== YOUR TASK ==
Please return every record below exactly as it stands.
* * * *
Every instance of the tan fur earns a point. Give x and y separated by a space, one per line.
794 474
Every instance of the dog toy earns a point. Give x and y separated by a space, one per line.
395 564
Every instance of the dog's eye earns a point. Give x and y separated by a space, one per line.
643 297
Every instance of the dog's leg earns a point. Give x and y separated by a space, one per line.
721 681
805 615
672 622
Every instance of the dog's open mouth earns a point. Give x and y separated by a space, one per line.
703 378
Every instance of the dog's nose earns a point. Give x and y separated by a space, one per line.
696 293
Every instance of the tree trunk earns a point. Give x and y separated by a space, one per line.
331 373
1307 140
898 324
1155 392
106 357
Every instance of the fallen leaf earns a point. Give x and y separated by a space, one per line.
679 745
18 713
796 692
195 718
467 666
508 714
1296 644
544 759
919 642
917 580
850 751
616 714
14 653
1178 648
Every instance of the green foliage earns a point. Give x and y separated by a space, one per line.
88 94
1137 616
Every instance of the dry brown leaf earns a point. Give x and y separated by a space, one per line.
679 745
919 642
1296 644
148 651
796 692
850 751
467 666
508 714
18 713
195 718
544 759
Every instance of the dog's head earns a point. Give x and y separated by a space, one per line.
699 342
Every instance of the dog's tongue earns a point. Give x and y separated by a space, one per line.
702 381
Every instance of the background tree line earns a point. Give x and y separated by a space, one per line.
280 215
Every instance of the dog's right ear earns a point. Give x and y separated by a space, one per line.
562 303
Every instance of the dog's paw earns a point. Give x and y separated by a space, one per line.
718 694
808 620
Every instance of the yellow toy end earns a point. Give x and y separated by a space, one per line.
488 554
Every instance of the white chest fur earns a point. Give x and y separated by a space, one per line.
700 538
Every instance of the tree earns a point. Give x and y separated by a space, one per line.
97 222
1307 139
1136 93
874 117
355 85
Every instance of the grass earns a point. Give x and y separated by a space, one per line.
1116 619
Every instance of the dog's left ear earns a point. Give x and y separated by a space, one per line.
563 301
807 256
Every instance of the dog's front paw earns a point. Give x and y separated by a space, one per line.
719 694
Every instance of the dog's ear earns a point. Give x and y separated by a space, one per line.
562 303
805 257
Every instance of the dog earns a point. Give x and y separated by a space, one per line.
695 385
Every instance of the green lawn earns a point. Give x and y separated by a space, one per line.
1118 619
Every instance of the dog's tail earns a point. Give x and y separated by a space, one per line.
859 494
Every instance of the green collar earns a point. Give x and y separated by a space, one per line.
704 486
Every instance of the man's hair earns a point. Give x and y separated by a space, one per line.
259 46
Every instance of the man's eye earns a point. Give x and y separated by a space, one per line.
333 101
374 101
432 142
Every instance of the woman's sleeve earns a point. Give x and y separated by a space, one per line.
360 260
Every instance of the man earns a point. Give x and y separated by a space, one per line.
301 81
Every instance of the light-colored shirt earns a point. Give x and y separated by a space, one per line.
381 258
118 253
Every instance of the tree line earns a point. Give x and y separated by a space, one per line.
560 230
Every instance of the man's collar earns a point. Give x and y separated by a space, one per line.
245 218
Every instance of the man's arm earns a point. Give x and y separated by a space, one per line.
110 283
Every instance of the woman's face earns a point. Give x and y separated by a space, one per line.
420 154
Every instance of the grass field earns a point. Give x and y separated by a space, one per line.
* * * *
== THE ANSWER ==
Every instance of the tan fur earns a point. Give x and y separated by a space, one per line.
794 474
Every instance of the dog toy earns a point. Give x and y separated by a space, one per line.
395 564
Every instance of the dog's eye earns a point. Give x and y separated by a space, one per line.
643 297
Every instance of the dog's leg earns a point. Give x and y separated by a space, one per line.
721 681
805 615
672 622
Every instance of the dog's open mouth earns a point. Give x and y separated by a space, one per line.
703 378
Every instance of the dog's nose earns a point. Give x and y separated by a space, one per line.
696 293
Every instance of the tree trunk earns a point. Give x and y separated by a space, one per line.
331 373
1307 140
898 324
1155 392
106 357
Every instance of the fallen leaf earns a point. Give x and y separated by a space, one per line.
679 745
18 713
796 692
195 718
467 666
508 714
1296 644
544 759
919 642
917 580
850 751
616 714
14 653
1178 648
Every instance of the green foliage earns a point. Give x and y separated by a space, one per line.
88 94
1137 616
Every instance of the dry brown leaf earns a point. Give x and y separated by a space, one per line.
679 745
919 642
1296 644
148 651
796 692
850 751
467 666
508 714
18 713
195 718
544 759
Every instance of the dog's head earns a point. Give x and y separated by a space, one per line.
699 342
Every instance of the dog's tongue earns a point. Give x and y separated by a space, one per line.
702 381
Every instance of the background tree line earns a point. Give x and y separated by a space, one per line.
280 215
Every instance of the dog's right ear earns a point. Give x and y separated by a space, one per line.
562 303
Every instance of the dog's paw earns a point. Give x and y separated by a space, one per line.
718 694
808 620
Every instance of the yellow toy end earns a point. Give x and y separated by a space, one per line.
488 554
Every instance of the white chest fur earns a point. Give x and y separated by a space, one per line.
700 538
Every instance of the tree earns a point. Give x and y separated by a space, one per line.
97 222
1307 139
1136 93
874 117
355 85
Every instance of the grass earns a point. Give x and y separated by a space, one per line.
1116 619
Every instance of the dog's left ear earns a point. Give x and y separated by a space, one per line.
563 301
807 256
Every instance of the dog's front paw earns a point. Give x and y separated by a space, one per line.
719 694
Every instance of the dog's ear earns a point. Give x and y separated by a space, one per line.
562 303
805 257
Every instance of the dog earns a point. Give x and y separated by a space, one per line.
695 385
Every instance of the green lawn earns a point. Give x and y separated by a space, one per line.
1118 619
Every instance of the dog's tail earns a point. Give x and y separated by a space, one per line.
859 494
Every instance of the green collar earns a point. Give x and y separated by a space, one per line.
704 486
Every instance of the man's hair earns a point. Give x and y separated by a space, one per line.
259 46
Every instance of the man's eye earns a point. Give x and y separated by a space, one per line.
333 101
374 101
432 142
Every instance of the woman's sleeve earns a point. Give x and y separated by a space, one per line.
360 260
Every instance of the man earns a point. Give x and y separated by a space, one per line.
301 81
Every instance of the light-colored shirt earns a point. Give x and y separated by a space, one per line.
381 258
118 253
Every instance of the tree line earns a point. Give x and y separated by a space, one per line.
560 230
Every instance of the man's collar earns a point. Give x and y separated by a space, one per line.
245 218
Every instance of the man's arm earns a point. Give x and y separated by a space, one per line.
110 283
Every instance of the woman's face earns a point. Give x and y separated by a space, one per line.
420 154
Every instance of the grass field earns a point. Give x and y separated by a space, one per line.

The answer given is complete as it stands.